--- Begin TEXT EXCERPT ---

Dacic said his country was considering applying for EU membership during the Czech EU Presidency, but Rehn clearly advised Belgrade to hold its horses - reports EurActiv.
Recently I have been very positive about a breakthrough in EU-Serbia relations. The country, which fought a series of wars in the Balkans in the 90s and faced a military conflict with some European EU-NATO members have been very slowly moving from a Russian to a European alliance. 2008 was a Serbian breakthrough in this process with the narrow win of a pro-European bloc in the elections, the capture of the fugitive alleged war criminal Karadzic, and also the split of the nationalist opposition, which for the first time since 1989 created a real political majority for European accession.
A Serbian accession would be a political breakthrough in the painful post-war transition of the Balkans from dictatorship, planned economy and civil war to a democratic and market oriented society. Serbia has been the strongest, least peaceful and least co-operative former Yugoslav state, and probably also the strongest in the region. A Serbian accession would also boost the hard-hit regional Romanian, Bulgarian, Hungarian, Slovenian and Austrian, and even the Italian and Greek economies, which are tied to the center of the Balkans.
Although Mr Rehn’s point of view is very logical from Brussels, it looks to be a strategic mistake in the long run. If the fragile political majority in Serbia for a European alliance weakens, the EU might be stuck in the muddle of the Balkans politics, peacekeeping for another decade and also loose out in a new and unsaturated market.

--- End TEXT EXCERPT ---
--- Begin DATA ENTRIES ---

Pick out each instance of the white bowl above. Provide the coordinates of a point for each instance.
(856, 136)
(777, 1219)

--- End DATA ENTRIES ---
--- Begin DATA ENTRIES ---

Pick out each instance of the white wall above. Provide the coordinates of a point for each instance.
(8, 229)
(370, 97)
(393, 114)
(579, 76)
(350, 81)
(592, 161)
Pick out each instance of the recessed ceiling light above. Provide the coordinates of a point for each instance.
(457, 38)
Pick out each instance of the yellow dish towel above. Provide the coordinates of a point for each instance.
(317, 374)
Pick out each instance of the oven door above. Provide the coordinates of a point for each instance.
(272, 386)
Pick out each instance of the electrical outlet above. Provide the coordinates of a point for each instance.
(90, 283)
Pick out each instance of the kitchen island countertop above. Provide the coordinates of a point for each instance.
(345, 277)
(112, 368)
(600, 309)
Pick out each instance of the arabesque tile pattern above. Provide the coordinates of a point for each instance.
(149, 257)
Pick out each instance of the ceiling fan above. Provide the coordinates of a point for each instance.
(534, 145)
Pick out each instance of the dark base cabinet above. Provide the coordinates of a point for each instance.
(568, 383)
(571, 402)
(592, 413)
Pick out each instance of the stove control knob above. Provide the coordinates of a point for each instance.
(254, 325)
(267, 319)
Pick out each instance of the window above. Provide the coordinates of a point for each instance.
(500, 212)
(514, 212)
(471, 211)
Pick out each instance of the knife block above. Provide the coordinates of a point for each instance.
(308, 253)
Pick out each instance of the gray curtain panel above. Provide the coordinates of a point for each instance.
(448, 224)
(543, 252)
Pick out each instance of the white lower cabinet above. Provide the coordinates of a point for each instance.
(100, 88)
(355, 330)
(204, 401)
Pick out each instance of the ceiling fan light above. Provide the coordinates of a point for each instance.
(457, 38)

--- End DATA ENTRIES ---
--- Begin DATA ENTRIES ---

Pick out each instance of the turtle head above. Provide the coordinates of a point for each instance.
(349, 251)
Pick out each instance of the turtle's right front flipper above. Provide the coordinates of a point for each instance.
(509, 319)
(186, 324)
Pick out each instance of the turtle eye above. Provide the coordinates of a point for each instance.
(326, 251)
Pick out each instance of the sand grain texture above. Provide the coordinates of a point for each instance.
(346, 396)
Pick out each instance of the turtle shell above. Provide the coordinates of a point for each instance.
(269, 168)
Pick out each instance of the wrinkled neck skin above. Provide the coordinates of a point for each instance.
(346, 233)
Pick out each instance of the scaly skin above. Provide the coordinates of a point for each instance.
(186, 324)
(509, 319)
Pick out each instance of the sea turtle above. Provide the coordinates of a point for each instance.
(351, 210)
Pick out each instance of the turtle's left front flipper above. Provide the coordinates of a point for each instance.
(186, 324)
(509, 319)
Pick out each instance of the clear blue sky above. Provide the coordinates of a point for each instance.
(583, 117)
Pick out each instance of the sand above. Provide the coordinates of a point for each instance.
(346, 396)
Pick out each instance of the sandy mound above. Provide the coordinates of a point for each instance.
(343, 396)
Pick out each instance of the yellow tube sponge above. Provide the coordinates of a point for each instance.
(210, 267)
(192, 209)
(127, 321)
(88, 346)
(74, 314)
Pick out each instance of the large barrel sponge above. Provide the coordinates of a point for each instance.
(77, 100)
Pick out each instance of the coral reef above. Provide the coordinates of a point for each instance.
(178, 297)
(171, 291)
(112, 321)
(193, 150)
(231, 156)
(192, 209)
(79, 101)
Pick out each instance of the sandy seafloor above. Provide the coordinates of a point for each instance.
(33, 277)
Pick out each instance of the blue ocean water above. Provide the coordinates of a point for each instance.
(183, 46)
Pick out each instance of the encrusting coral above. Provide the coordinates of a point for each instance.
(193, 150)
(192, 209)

--- End DATA ENTRIES ---

TASKS TO PERFORM:
(1) According to the text on Serbia and the EU, what did Dacic say his country was considering?
(2) Revise the text on Serbia and the EU, starting with "A Serbian accession would be" and going on through "and unsaturated market.", so that "strategic error" takes the place of "strategic mistake".
The records are separate material, unrelated to the text.

RESULTS OF THE EXERCISE:
(1) Applying for EU membership during the Czech EU Presidency.

(2)
A Serbian accession would be a political breakthrough in the painful post-war transition of the Balkans from dictatorship, planned economy and civil war to a democratic and market oriented society. Serbia has been the strongest, least peaceful and least co-operative former Yugoslav state, and probably also the strongest in the region. A Serbian accession would also boost the hard-hit regional Romanian, Bulgarian, Hungarian, Slovenian and Austrian, and even the Italian and Greek economies, which are tied to the center of the Balkans.
Although Mr Rehn’s point of view is very logical from Brussels, it looks to be a strategic error in the long run. If the fragile political majority in Serbia for a European alliance weakens, the EU might be stuck in the muddle of the Balkans politics, peacekeeping for another decade and also loose out in a new and unsaturated market.